Reading passage: Begin

The holidays are an emotional time of year. Here’s what you need to do if you want to stay sober.
For a variety of reasons, we’re all looking forward to the end of the year. With a pandemic, elections and an overall sense of dread that permeates most of our days, you can’t blame people for counting down the days until 2020 is behind us. It has also been a year where we’ve consumed more drugs and alcohol than expected, with lockdown and quarantine giving people the excuse to drink every day the minute the sun goes down. While some people are able to make things work with these new measures in place, medical experts are concerned by the repercussions of these kind of behaviors.
Trying to get through the holidays without the help of any kind of substance is a tall order under normal circumstances. This year, it almost sounds unrealistic. Still, if alcohol or other substances are causing you discomfort, check out some tips that can help you stay sober through the holidays:
Spot your triggers
Most of us don’t think about what makes us want to have a drink. Take this opportunity as a chance to be more introspective, thinking about your relationship with a substance and writing down whenever you feel the urge to have a drink and what prompted that reaction. After a couple of days of sticking to this routine, you’ll spot some trends and patterns that can help you steer clear of those situations, making it easier to stay sober. This is also a helpful practice when using alcohol or substances to numb emotions, which should be cause for concern.

Reading passage: End
Data: Begin

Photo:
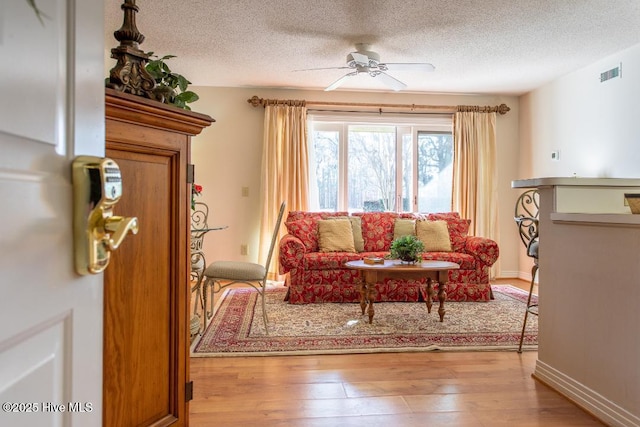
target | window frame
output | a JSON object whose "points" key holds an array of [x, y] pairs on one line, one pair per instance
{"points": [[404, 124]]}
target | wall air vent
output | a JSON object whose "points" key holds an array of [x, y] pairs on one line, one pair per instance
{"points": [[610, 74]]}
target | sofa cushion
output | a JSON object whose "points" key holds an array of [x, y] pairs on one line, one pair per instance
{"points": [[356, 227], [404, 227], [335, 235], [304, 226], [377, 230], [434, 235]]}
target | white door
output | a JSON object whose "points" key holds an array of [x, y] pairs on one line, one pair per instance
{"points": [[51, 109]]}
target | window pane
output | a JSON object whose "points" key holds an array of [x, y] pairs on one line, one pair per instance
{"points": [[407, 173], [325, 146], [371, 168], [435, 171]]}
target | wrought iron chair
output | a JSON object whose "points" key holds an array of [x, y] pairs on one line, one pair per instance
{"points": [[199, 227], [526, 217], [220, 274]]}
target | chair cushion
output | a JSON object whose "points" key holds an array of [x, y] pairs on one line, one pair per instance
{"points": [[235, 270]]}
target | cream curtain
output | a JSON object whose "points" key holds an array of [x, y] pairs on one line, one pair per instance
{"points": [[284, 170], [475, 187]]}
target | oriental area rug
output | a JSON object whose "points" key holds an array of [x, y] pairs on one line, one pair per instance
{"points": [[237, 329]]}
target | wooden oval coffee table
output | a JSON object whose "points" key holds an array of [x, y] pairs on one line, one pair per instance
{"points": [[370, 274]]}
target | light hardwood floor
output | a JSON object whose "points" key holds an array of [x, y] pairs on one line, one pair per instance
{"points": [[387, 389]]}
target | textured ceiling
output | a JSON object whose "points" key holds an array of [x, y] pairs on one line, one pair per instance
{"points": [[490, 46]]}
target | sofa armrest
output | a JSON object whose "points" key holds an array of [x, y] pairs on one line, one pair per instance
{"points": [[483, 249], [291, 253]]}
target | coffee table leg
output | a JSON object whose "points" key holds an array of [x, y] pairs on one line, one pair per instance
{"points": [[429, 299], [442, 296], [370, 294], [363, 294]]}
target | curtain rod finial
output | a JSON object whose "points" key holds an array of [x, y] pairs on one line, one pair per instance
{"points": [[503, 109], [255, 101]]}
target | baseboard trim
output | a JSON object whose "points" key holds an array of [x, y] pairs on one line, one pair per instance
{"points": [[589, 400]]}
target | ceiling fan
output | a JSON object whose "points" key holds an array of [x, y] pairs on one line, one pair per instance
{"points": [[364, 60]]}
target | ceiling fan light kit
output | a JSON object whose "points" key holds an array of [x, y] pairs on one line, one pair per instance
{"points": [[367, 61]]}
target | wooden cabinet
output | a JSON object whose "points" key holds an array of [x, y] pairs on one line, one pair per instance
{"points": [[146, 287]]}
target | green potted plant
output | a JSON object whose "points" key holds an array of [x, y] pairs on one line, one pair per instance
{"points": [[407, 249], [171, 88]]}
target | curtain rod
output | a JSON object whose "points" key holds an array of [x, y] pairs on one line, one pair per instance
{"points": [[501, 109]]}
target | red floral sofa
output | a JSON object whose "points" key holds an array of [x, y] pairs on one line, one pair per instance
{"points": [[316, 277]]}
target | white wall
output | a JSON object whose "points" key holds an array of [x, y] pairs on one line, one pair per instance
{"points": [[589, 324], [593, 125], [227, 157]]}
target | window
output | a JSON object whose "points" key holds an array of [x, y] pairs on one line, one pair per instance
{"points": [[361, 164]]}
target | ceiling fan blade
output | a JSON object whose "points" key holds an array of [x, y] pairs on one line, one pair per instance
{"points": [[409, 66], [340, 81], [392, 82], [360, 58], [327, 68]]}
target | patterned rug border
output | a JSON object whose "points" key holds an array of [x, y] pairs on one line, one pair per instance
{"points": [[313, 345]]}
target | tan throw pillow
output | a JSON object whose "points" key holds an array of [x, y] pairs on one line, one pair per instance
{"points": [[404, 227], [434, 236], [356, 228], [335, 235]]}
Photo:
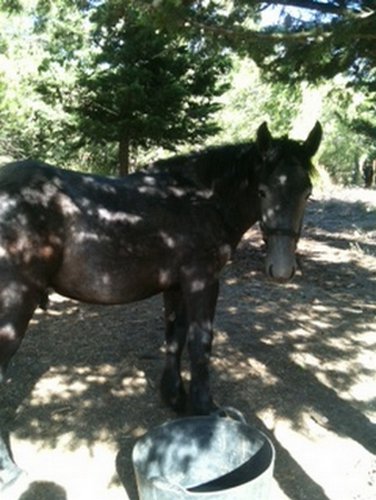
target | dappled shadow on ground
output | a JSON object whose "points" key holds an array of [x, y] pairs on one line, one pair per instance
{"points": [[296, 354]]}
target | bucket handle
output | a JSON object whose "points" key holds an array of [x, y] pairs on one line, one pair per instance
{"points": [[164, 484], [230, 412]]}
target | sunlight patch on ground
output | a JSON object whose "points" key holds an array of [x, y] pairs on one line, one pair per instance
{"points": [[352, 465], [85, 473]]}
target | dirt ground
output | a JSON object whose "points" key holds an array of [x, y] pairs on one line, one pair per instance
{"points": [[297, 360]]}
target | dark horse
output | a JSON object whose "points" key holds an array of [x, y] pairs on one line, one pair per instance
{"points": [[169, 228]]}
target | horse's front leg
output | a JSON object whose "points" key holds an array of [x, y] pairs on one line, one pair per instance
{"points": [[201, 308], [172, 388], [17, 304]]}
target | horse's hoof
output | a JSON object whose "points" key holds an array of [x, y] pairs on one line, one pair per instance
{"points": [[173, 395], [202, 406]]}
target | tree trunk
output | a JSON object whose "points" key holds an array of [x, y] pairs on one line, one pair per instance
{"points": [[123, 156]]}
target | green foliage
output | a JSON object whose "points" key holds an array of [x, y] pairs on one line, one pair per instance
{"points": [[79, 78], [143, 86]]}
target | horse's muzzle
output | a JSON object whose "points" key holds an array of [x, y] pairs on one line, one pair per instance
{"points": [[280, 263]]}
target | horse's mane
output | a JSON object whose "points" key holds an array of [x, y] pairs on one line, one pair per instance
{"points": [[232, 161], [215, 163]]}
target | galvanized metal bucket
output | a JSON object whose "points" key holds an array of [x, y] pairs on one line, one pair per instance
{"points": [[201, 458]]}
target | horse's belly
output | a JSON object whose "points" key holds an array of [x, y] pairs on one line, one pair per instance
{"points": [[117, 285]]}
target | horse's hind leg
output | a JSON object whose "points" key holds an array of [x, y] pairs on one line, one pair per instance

Data: End

■ **Apply what you read**:
1. In the holiday sobriety article, what did lockdown and quarantine give people an excuse to do?
2. Reproduce word for word the passage of the holiday sobriety article from "For a variety" to "kind of behaviors.".
3. Summarize the holiday sobriety article in two sentences.

■ **Task results**:
1. To drink every day the minute the sun goes down.

2.
For a variety of reasons, we’re all looking forward to the end of the year. With a pandemic, elections and an overall sense of dread that permeates most of our days, you can’t blame people for counting down the days until 2020 is behind us. It has also been a year where we’ve consumed more drugs and alcohol than expected, with lockdown and quarantine giving people the excuse to drink every day the minute the sun goes down. While some people are able to make things work with these new measures in place, medical experts are concerned by the repercussions of these kind of behaviors.

3. During 2020, with a pandemic, elections and lockdowns, people consumed more drugs and alcohol than expected, which makes staying sober through the holidays especially hard. One suggested tip is to spot your triggers by writing down whenever you feel the urge to drink and what prompted it, so that patterns emerge that help you avoid those situations.